[Saved entries]
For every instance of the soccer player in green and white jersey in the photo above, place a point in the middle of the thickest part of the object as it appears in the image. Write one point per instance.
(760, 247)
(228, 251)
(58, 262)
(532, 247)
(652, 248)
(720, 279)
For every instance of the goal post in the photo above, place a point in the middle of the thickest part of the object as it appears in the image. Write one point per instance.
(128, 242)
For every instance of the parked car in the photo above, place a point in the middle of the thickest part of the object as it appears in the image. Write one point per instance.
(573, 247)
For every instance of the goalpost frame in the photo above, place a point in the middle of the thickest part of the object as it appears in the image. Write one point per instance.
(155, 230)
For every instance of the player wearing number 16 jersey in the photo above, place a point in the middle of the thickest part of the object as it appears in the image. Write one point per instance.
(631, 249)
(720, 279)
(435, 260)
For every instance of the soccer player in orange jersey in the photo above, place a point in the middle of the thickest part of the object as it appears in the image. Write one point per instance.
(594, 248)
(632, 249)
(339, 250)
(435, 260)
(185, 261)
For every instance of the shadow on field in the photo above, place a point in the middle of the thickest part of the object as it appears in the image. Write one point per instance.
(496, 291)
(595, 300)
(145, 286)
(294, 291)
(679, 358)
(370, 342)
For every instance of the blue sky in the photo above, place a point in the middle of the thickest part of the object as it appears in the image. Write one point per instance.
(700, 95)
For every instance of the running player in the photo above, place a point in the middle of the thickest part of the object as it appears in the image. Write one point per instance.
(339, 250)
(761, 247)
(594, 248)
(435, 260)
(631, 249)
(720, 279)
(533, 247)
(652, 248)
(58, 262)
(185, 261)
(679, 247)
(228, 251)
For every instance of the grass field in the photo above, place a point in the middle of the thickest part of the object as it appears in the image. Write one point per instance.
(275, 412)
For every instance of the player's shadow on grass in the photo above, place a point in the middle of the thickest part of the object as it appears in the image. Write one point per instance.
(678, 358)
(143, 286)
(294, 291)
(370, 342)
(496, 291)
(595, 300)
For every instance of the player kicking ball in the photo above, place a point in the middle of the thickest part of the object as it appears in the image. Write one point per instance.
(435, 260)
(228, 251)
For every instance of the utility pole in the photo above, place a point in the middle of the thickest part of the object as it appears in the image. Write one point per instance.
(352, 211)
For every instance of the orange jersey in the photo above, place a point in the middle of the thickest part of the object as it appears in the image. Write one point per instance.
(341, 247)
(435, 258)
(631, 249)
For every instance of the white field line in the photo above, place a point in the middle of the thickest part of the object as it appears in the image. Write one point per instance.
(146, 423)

* Work required: Could you reproduce all of the material above, replacing each occurrence of "place a point" with "mark a spot" and keeping every other part the same?

* Solution to the problem:
For every instance of the soccer player in green and white jersey in the photo above, mark a spot in the middle of the thickest part of the object as it appears in the image. Write one point per instance.
(760, 247)
(228, 251)
(58, 262)
(532, 247)
(652, 248)
(720, 279)
For every instance of the goal post in the photo above, mark a spot in the middle of the thickest part of the object as it appears in the image. Write one point per instance.
(128, 242)
For every instance of the parked car in the photo above, mark a spot in the middle of the thickest part of the object as it appears in the image. Write one point per instance.
(573, 247)
For every instance of the goalpost frame in the photo above, mark a spot in the middle of the thickest part of the object as it appears in the image. Write one point per instance.
(155, 230)
For every instance of the player wearing number 16 jersey in the photo above, mark a spot in the middle of the thickest part of the object as it appears in the image. Write one point per instance.
(631, 249)
(720, 279)
(435, 260)
For every instance of the soccer player in orange jersey in the photo above, mark a spot in the middle of the thickest part of the object as it appears in the image. Write one point per instance.
(594, 248)
(632, 249)
(339, 250)
(435, 260)
(185, 261)
For every instance of the shadow on field in the photo above, mark a spot in the middle of the thickest part of the object as it appears in the image. Write one point per instance.
(496, 291)
(595, 300)
(145, 286)
(294, 291)
(679, 358)
(370, 342)
For every instance of the blue sky in the photo above, mark a spot in the middle of the thickest part of the object as it appears in the image. Write one point per instance.
(700, 95)
For every instance of the running player in the photo above, mark a spot in the middle of the thickest part of the object as it appears in the image. Write one point per instance.
(339, 250)
(761, 247)
(594, 248)
(435, 260)
(631, 249)
(720, 279)
(533, 247)
(652, 248)
(58, 262)
(185, 261)
(679, 247)
(228, 251)
For every instance of the grass field in the photo above, mark a spot in the middle of the thickest part of the object as it appears in the image. Write one point per instance.
(275, 412)
For every instance of the player's shadow on grass in the photo above, mark a spot in the middle of the thickest part of the object as it appears in the image. Write one point per instance.
(678, 358)
(143, 286)
(294, 291)
(370, 342)
(496, 291)
(595, 300)
For every instance of the player kicking ball in the photo above, mark a spot in the middle of the thickest part of the object as it appears in the image. Write one point per instance.
(435, 260)
(228, 251)
For every instance of the utility pole in the photo above, mark a spot in the middle of the thickest part of the object as it appears in the image. Write one point per instance.
(352, 211)
For every instance of the orange jersey in the photo above, mark a spot in the middle of the thickest part of the object as it appears in the image. Write one point per instance.
(341, 247)
(435, 258)
(631, 249)
For every instance of the white field line in the photo above, mark a spot in the middle of the thickest part of the object as it appears in the image. Write one point per instance.
(146, 423)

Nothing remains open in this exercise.